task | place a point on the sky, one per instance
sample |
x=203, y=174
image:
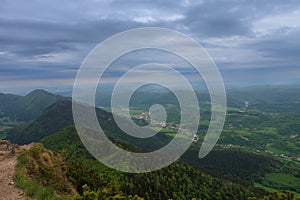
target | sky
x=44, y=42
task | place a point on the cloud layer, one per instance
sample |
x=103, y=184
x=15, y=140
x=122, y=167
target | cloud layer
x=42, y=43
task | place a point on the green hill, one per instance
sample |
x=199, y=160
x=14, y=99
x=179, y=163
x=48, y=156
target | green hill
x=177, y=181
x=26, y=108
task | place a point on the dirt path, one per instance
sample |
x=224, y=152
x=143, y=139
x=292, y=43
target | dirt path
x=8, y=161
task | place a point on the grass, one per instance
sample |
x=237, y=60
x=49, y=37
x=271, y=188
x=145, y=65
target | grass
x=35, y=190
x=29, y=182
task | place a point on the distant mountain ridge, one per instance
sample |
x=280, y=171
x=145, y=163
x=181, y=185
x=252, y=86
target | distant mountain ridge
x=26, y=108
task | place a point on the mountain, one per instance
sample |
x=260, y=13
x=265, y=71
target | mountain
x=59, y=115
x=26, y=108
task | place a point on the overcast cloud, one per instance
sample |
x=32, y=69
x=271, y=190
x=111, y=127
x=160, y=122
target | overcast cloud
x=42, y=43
---
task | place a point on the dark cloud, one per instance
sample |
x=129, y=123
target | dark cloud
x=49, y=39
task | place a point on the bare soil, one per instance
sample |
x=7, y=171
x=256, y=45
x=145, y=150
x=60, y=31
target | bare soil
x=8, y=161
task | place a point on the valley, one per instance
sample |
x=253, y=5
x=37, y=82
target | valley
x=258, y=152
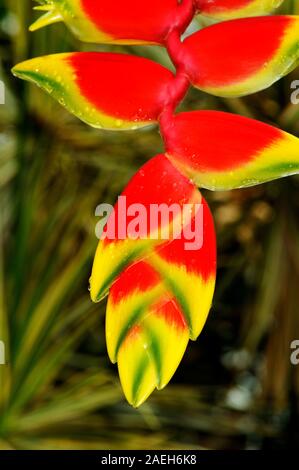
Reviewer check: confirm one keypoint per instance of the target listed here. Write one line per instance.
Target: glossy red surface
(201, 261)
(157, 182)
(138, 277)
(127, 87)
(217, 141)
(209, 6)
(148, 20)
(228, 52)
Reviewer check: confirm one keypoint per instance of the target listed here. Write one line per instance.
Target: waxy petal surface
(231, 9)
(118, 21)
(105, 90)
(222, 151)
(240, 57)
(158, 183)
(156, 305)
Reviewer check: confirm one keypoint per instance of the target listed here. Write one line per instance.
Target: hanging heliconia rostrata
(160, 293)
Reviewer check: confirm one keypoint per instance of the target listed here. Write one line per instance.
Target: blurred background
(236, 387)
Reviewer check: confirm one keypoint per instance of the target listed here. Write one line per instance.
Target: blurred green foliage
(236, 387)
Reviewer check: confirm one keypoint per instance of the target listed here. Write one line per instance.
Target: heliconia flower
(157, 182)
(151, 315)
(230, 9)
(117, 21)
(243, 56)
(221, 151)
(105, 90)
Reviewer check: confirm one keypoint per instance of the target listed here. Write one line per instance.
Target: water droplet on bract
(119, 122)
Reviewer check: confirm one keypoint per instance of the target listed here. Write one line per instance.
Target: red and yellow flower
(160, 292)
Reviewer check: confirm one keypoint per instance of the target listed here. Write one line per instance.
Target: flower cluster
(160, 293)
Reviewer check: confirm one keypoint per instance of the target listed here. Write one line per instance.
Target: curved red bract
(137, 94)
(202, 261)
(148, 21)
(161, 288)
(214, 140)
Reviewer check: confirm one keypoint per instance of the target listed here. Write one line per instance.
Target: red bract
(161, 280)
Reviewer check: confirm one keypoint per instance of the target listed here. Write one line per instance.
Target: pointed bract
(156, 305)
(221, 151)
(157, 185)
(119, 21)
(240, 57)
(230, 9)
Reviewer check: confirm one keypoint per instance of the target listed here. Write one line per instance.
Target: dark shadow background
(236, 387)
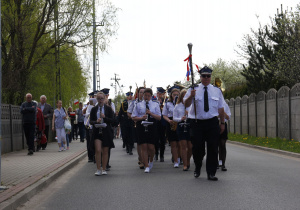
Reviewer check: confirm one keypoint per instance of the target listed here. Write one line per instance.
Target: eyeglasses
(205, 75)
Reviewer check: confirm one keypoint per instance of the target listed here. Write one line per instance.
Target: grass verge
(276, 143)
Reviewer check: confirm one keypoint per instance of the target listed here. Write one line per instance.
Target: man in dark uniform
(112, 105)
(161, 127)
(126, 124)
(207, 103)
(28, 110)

— Work order —
Beginning with the line that contains "task | place a point on the sky, one", write out the lines of the material above exactly, and end with the line that contains "x=237, y=60". Omit the pictures.

— Written answer —
task | place a point on the sky, one per instance
sample |
x=203, y=174
image:
target | sky
x=44, y=42
task | place a point on the cloud layer, one per instance
sample |
x=103, y=184
x=15, y=140
x=122, y=167
target | cloud layer
x=42, y=43
task | place a point on the green hill, one per instance
sample |
x=199, y=160
x=14, y=99
x=179, y=163
x=48, y=156
target | green hill
x=177, y=181
x=26, y=108
task | place a point on the dirt path, one per instance
sample |
x=224, y=152
x=143, y=139
x=292, y=43
target | dirt path
x=8, y=161
task | place a point on the grass, one per instance
sample |
x=237, y=60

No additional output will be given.